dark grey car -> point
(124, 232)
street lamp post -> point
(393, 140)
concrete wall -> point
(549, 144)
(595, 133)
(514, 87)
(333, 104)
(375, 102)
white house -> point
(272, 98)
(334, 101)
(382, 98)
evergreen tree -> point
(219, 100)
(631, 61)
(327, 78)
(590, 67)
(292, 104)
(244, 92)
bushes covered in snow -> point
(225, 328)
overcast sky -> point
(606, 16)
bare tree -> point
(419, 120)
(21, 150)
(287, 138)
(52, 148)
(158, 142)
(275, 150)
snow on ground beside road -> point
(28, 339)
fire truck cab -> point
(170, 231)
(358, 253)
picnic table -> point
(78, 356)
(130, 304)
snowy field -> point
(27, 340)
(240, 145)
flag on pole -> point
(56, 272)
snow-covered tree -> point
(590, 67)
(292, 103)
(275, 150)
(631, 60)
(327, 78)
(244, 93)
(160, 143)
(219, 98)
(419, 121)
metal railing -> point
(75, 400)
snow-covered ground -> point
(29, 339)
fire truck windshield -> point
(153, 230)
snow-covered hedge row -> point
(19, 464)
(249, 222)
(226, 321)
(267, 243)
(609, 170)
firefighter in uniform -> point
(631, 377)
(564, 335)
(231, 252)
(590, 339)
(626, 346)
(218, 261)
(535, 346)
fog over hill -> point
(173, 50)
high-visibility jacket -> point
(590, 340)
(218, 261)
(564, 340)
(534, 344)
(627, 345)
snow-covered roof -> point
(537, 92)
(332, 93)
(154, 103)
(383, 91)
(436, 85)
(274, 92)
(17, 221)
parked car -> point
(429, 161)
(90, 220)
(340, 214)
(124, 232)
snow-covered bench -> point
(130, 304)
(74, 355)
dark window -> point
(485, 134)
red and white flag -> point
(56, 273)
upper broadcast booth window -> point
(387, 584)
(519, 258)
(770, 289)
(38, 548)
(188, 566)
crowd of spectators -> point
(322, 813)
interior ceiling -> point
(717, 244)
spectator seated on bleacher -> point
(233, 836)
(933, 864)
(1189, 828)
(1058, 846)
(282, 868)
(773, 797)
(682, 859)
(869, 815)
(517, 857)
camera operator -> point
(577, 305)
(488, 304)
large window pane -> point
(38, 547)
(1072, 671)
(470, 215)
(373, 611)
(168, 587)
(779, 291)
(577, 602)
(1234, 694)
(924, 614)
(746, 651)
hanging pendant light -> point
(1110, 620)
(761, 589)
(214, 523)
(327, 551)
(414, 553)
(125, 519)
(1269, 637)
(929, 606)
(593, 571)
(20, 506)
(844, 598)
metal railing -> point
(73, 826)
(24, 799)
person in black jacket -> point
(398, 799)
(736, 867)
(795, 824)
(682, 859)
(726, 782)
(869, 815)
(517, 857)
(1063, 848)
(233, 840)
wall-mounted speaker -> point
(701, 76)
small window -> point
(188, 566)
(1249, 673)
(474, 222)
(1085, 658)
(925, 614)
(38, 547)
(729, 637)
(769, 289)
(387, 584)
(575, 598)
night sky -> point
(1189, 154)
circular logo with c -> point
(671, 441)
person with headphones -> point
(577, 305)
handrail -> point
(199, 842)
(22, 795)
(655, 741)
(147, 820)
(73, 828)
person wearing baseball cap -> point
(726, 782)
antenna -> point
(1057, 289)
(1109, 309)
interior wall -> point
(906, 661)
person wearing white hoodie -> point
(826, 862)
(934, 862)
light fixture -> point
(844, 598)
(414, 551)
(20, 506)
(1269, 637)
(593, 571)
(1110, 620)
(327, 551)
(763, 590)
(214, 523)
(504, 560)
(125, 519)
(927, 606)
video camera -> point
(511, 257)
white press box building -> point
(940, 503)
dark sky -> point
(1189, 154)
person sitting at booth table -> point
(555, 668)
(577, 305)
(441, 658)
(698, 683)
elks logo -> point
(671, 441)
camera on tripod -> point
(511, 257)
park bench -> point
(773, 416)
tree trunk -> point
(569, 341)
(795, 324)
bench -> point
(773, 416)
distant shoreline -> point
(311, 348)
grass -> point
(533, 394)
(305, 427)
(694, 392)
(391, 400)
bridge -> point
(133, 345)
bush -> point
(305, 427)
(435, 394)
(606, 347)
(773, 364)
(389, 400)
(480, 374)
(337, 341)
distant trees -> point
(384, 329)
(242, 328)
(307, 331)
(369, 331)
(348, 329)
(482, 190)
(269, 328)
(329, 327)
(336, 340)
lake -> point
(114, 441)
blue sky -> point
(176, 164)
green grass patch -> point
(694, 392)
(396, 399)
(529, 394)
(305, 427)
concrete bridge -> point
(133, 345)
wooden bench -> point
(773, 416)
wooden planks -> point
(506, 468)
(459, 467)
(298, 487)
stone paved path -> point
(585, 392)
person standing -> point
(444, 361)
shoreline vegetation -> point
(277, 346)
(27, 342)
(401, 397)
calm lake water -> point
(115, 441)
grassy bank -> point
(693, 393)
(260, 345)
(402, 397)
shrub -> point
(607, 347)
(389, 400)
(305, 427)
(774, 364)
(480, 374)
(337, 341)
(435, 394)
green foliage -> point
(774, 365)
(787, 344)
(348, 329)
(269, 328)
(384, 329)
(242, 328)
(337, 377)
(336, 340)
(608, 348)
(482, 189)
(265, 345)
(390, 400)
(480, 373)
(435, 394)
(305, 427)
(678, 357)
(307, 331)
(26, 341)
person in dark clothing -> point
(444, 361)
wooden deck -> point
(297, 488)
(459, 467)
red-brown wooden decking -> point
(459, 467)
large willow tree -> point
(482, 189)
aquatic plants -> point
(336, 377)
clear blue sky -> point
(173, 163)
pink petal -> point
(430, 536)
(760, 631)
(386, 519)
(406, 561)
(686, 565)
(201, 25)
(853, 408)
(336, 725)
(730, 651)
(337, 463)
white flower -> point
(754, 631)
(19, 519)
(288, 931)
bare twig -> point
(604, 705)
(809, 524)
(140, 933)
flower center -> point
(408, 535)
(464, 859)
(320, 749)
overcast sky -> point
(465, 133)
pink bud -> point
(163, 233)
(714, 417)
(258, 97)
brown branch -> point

:::::

What is expected: Rewrite the rows from the line containing "white flower -> point" through the last row, swapping "flower" for "blossom" and leaving everything else the same.

Answer in full:
white blossom -> point
(754, 631)
(19, 519)
(288, 931)
bare twig -> point
(604, 705)
(809, 524)
(140, 933)
blossom center -> point
(408, 535)
(464, 859)
(320, 749)
overcast sky -> point
(465, 133)
pink bud -> point
(163, 233)
(714, 417)
(258, 97)
brown branch -> point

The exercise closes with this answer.